◆ Arbeitsauftrag: Kannst du den folgenden Text über den dänischen Handballkader vollständig und Wort für Wort niederschreiben?

◆ Vorgegebener Text:
........

Die Erfahrung des Kaders: Dazu will ich nicht groß was sagen. Wer ein wenig auf Wikipedia die Meriten der Spieler durchstöbert weiß, dass das fast alles unheimlich erfahrene Spieler sind. Die haben viel erlebt und werden sicher nicht sofort nervös, wenn Deutschland mal auf drei Tore wegzieht. Bei den Deutschen sucht man eine erfahrene Führungspersönlichkeit insbesondere nach Weinholds Verletzung vergebens. Vielleicht kann Lichtlein von Außen ein bisschen auf die Jungs einwirken, aber sonst...
Die Unberechenbarkeit des Kaders: Wenn es bei Spieler A nicht läuft, springt bei den Dänen Spieler B in die Bresche. Sieben Akteure der extrem spielstarken Skandinavier haben mittlerweile zehn oder mehr Treffer auf dem Konto. Den einen Schlüsselspieler, den die Deutschen ausschalten müssen, um zum Erfolg zu kommen, gibt es bei den Dänen nicht. Jeder Spieler kann der Schlüsselspieler sein. Das ist freilich eine Parallele zur deutschen Mannschaft.

........

◆ Datenblock:
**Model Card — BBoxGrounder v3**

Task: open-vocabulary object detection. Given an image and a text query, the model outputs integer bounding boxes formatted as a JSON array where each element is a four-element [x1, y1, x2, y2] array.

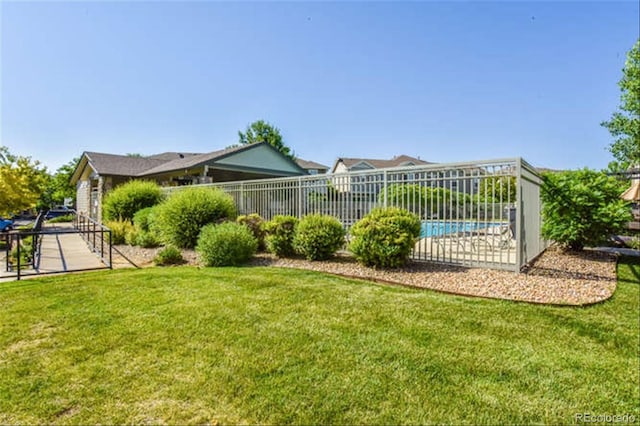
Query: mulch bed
[[112, 246, 616, 305]]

........

◆ Übungsergebnis:
Die Erfahrung des Kaders: Dazu will ich nicht groß was sagen. Wer ein wenig auf Wikipedia die Meriten der Spieler durchstöbert weiß, dass das fast alles unheimlich erfahrene Spieler sind. Die haben viel erlebt und werden sicher nicht sofort nervös, wenn Deutschland mal auf drei Tore wegzieht. Bei den Deutschen sucht man eine erfahrene Führungspersönlichkeit insbesondere nach Weinholds Verletzung vergebens. Vielleicht kann Lichtlein von Außen ein bisschen auf die Jungs einwirken, aber sonst...
Die Unberechenbarkeit des Kaders: Wenn es bei Spieler A nicht läuft, springt bei den Dänen Spieler B in die Bresche. Sieben Akteure der extrem spielstarken Skandinavier haben mittlerweile zehn oder mehr Treffer auf dem Konto. Den einen Schlüsselspieler, den die Deutschen ausschalten müssen, um zum Erfolg zu kommen, gibt es bei den Dänen nicht. Jeder Spieler kann der Schlüsselspieler sein. Das ist freilich eine Parallele zur deutschen Mannschaft.